Write out, character for character, the line containing "Annotation task — locate each instance of the beige building" and all lines after it up to the end of the listing.

[Object position labeling entries]
-- BEGIN --
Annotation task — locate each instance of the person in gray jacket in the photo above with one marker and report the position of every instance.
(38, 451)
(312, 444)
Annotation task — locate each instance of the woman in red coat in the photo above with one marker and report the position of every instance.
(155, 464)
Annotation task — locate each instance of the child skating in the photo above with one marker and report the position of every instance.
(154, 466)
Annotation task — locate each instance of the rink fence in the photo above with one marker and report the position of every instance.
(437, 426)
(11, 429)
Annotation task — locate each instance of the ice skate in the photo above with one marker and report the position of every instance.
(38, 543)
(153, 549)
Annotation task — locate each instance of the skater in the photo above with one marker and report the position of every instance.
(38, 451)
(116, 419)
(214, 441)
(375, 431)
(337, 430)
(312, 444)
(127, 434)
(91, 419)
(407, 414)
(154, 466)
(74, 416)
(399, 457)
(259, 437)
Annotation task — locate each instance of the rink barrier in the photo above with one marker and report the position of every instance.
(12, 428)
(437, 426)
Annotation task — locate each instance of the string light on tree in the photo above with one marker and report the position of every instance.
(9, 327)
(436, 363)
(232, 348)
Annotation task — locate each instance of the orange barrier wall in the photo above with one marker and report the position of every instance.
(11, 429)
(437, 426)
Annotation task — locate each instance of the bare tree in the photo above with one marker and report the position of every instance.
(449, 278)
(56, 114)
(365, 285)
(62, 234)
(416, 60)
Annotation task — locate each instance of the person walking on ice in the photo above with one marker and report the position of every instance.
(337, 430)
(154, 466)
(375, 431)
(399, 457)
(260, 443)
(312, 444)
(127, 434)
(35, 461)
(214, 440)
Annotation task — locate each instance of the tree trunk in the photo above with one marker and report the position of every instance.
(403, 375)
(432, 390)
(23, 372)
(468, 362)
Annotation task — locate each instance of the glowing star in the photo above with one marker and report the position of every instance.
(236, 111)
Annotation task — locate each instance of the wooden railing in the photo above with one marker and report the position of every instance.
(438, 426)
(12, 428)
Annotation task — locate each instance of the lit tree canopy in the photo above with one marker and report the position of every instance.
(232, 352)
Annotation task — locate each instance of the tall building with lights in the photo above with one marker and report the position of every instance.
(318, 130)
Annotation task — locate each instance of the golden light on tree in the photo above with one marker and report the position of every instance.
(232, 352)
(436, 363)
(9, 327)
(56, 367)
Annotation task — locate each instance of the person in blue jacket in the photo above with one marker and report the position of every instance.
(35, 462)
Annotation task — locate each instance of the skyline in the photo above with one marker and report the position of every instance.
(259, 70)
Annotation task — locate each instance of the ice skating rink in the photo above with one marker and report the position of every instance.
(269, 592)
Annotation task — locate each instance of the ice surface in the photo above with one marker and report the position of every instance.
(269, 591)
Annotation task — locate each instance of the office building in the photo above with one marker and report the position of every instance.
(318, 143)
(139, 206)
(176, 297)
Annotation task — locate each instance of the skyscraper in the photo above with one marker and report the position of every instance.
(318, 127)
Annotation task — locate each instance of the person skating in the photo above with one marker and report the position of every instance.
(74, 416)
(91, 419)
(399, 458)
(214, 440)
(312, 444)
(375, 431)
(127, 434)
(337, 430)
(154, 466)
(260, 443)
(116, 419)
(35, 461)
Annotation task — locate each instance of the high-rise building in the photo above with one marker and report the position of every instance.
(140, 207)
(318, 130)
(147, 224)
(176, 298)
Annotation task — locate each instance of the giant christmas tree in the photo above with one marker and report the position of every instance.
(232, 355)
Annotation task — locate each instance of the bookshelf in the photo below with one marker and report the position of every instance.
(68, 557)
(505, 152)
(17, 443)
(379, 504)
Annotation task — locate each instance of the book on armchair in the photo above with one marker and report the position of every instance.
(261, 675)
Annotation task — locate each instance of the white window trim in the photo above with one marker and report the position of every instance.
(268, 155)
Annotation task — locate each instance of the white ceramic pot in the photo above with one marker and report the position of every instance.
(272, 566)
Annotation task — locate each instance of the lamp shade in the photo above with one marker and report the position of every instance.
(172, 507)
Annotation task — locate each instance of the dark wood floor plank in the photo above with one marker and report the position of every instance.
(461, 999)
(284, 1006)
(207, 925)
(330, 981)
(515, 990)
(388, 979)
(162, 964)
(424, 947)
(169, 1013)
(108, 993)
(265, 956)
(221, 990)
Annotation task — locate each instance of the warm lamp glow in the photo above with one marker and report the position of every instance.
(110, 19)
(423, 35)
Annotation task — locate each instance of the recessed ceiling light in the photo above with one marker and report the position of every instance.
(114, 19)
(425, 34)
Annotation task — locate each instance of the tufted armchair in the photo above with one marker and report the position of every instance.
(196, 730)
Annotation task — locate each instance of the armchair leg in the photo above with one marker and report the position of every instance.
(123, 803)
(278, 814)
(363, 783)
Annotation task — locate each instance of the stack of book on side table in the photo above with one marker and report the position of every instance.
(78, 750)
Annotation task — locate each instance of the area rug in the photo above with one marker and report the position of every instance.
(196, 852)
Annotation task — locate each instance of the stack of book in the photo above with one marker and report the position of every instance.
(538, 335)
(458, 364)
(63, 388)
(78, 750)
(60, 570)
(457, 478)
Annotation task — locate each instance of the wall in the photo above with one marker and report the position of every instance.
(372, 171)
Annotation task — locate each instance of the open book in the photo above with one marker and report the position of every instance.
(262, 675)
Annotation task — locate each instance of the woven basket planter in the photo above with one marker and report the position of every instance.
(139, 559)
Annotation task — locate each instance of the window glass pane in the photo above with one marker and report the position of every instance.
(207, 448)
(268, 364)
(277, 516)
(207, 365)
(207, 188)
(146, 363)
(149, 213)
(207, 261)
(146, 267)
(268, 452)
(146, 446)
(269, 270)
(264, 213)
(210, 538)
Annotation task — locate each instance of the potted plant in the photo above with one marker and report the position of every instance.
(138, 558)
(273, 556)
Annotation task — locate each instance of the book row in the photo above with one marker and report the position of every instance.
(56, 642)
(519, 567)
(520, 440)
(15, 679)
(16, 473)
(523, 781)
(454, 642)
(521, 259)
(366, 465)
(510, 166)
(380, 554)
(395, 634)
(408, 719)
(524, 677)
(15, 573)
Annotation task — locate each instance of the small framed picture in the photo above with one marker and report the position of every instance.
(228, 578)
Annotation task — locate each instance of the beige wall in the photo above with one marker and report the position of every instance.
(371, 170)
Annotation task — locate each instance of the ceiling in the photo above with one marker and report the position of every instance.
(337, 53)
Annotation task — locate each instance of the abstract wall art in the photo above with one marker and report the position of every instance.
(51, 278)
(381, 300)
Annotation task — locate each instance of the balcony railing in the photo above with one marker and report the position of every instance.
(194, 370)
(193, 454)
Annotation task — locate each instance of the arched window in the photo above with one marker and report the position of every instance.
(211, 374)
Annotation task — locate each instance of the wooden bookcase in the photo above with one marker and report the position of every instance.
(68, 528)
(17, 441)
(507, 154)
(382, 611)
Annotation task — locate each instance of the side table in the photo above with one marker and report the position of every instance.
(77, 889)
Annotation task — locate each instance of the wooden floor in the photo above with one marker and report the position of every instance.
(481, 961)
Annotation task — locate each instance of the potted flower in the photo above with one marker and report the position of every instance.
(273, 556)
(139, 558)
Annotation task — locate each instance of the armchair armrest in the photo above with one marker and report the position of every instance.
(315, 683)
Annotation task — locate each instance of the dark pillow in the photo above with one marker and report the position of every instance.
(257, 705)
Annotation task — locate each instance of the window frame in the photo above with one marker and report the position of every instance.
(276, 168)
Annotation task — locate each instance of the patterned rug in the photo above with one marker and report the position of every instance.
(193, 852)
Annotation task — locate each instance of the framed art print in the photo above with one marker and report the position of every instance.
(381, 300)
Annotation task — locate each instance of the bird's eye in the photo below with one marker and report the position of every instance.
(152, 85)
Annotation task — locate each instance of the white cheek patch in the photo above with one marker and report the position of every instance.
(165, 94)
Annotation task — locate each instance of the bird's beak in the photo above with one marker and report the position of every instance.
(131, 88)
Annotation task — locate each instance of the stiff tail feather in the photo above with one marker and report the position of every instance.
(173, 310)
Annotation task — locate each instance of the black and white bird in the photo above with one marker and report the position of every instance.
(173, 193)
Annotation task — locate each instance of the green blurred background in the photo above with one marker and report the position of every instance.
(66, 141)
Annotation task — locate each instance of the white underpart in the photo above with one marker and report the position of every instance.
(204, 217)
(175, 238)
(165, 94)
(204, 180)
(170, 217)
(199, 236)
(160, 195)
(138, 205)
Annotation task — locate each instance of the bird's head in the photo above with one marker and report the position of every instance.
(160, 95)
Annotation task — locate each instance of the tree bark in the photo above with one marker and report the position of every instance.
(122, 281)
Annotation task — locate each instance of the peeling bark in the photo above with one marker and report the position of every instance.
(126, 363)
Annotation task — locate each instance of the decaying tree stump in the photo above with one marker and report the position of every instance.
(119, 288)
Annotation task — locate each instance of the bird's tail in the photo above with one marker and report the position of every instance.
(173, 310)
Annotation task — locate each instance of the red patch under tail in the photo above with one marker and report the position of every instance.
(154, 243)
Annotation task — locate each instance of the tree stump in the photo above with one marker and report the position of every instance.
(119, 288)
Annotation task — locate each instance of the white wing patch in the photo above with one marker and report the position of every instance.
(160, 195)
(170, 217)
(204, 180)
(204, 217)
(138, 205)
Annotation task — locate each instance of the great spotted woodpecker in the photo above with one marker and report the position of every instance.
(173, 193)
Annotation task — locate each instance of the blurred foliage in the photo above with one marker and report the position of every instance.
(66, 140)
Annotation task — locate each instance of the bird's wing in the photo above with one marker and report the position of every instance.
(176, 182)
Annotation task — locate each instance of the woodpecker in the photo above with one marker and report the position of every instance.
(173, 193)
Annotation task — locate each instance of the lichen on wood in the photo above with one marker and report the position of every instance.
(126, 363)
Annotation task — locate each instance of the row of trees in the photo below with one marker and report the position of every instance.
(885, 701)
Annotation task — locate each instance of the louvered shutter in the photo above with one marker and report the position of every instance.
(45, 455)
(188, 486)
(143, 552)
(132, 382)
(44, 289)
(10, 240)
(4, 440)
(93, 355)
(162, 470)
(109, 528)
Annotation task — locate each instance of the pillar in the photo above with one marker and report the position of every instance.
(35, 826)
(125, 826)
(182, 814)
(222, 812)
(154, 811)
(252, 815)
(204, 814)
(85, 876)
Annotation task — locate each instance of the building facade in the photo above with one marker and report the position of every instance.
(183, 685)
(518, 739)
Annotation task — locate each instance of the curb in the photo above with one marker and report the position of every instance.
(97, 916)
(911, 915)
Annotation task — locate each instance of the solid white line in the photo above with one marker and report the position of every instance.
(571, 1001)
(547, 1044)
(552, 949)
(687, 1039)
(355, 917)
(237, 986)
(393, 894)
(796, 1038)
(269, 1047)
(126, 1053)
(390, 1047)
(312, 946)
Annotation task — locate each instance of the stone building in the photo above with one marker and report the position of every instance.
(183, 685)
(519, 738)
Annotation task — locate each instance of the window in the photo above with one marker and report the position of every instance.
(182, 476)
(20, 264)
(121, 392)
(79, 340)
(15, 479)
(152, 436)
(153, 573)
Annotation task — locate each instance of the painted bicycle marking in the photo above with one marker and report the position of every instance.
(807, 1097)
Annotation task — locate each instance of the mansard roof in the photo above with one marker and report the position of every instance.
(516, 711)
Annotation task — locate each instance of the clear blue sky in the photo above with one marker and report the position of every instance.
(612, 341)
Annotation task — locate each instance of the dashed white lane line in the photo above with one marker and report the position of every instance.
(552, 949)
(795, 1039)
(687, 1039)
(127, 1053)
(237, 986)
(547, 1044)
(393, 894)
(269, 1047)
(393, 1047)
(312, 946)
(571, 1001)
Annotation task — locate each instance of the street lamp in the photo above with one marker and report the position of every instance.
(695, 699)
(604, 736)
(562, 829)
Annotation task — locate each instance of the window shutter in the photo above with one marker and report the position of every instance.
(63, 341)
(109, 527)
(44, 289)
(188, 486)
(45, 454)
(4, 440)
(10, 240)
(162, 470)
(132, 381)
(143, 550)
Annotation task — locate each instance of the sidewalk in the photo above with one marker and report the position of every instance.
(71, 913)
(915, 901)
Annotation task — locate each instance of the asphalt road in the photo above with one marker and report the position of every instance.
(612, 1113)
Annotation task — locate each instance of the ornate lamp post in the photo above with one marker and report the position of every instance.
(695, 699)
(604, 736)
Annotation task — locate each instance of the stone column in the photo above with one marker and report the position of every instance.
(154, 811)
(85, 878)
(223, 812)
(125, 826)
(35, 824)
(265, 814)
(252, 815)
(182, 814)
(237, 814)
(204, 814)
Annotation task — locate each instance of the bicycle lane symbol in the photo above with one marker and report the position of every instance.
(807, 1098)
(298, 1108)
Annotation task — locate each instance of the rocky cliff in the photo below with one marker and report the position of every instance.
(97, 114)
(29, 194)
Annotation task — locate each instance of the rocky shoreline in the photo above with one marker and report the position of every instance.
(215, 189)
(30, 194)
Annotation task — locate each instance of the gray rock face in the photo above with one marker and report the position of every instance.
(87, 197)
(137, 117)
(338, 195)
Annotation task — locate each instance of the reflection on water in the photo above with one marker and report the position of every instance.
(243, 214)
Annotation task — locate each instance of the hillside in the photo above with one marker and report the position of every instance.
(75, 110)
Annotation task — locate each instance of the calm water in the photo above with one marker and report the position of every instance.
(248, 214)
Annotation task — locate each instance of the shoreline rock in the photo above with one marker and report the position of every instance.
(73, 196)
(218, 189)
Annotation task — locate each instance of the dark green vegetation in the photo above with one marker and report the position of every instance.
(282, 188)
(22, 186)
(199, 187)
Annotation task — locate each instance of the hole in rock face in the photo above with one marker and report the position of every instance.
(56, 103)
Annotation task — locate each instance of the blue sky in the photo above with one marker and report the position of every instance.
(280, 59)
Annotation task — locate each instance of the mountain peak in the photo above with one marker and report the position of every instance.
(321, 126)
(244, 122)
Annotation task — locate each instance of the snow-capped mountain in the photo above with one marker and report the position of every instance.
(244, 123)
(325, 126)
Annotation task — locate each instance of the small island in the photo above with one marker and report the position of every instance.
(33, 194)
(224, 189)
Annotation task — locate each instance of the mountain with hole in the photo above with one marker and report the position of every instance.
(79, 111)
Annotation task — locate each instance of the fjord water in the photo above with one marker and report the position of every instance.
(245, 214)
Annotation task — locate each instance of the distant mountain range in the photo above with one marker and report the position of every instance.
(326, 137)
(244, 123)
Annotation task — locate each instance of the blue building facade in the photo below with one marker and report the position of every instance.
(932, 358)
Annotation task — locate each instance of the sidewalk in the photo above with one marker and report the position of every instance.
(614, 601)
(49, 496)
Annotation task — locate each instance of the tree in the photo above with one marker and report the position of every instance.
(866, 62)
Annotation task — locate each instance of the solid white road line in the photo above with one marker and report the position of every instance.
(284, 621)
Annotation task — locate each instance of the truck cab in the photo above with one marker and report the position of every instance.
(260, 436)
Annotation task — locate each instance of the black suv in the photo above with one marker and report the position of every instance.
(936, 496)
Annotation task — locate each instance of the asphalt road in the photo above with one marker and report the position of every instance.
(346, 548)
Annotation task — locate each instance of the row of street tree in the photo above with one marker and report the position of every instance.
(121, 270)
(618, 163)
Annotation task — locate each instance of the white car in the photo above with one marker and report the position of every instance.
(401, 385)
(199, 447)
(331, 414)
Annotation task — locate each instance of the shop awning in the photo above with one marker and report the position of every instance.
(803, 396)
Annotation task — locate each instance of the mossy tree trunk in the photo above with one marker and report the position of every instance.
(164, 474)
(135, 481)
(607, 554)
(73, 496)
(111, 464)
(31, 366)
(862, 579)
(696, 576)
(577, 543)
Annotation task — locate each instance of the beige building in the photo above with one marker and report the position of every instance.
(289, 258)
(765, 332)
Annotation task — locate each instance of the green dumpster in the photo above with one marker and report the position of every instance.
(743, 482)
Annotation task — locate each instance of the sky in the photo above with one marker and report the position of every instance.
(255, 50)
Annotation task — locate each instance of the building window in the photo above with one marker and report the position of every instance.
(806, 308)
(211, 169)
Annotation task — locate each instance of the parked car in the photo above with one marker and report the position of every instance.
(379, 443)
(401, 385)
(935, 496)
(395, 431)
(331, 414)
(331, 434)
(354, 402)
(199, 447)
-- END --
FINISHED TASK —
Annotation task — locate each instance of the beige building in the photo above with one marker and report the position of every instance.
(289, 258)
(765, 332)
Annotation task — locate each instance of the green dumpster in the photo above with one marker and report the position of every instance.
(743, 482)
Annotation task — locate each instance of the sky in the photo above with one marker and report the position of every instance.
(255, 50)
Annotation task — locate each instance of the building window in the photo above with one marker and report the position of every instance.
(806, 308)
(211, 169)
Annotation task — locate each instance of the parked car in the photo above with one marker and report the position of every instance.
(379, 443)
(401, 385)
(935, 496)
(395, 431)
(331, 414)
(331, 434)
(354, 402)
(199, 447)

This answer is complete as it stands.